**Given task**
Rewrite every line of the data below, offsetting each coordinate in the answers by 138 while keeping the sample shapes as they are. Leave the pictures out of your reply.

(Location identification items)
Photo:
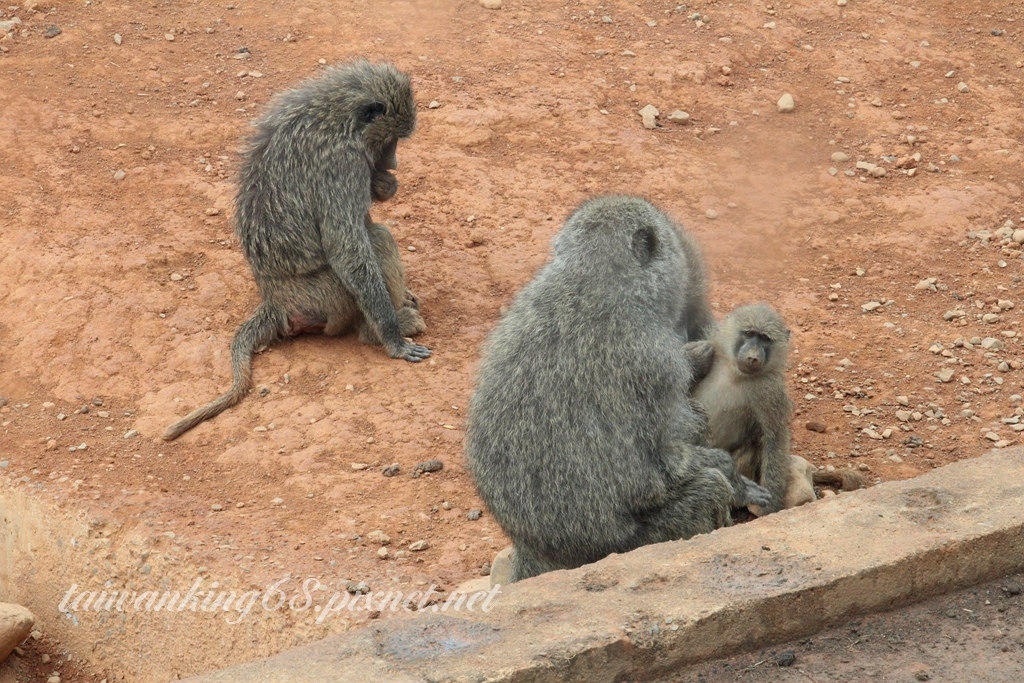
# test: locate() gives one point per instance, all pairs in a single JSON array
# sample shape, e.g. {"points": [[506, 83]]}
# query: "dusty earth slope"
{"points": [[122, 284]]}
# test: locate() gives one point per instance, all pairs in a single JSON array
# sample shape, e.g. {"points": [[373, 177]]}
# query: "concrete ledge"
{"points": [[648, 612]]}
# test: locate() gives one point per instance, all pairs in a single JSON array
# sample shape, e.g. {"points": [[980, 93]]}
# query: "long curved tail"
{"points": [[845, 479], [262, 328]]}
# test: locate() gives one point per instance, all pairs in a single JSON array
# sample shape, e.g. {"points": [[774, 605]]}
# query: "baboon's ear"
{"points": [[372, 111], [644, 245]]}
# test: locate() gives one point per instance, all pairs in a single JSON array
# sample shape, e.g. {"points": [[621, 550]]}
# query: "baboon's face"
{"points": [[752, 351]]}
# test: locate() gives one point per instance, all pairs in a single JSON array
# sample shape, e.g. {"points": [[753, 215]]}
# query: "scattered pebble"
{"points": [[649, 116], [379, 537], [786, 658], [428, 466]]}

**Task answer**
Photo:
# test: locate() gives one point per instance, all pairs in a single JSON array
# sample shape, e.g. {"points": [[506, 83]]}
# query: "dusty earth slope"
{"points": [[260, 422]]}
# test: locate() gives one point per instance, all pairs in a single JSON array
# sample shape, e.g. {"points": [[373, 177]]}
# query: "concrete ledge"
{"points": [[786, 750]]}
# test: locate() gives one point per instance, all pairs in a single JSON array
# sample shape, e.g. {"points": [[980, 93]]}
# query: "long curved tail"
{"points": [[983, 617], [400, 466]]}
# test: locate() gives one point per instance, all pairs in a single JSON array
# sample shape, e.g. {"points": [[774, 605]]}
# query: "baboon's ear"
{"points": [[510, 249], [782, 383]]}
# test: locate() gives one point per instance, all pairs in a single JSON array
# sample shape, e.g. {"points": [[621, 550]]}
# query: "baboon's face"
{"points": [[890, 489]]}
# test: locate() gives one point per instance, all pairs in a single JSON array
# sample shape, e.g. {"points": [[753, 215]]}
# query: "scattered pebble"
{"points": [[787, 254], [517, 675], [924, 796], [566, 604]]}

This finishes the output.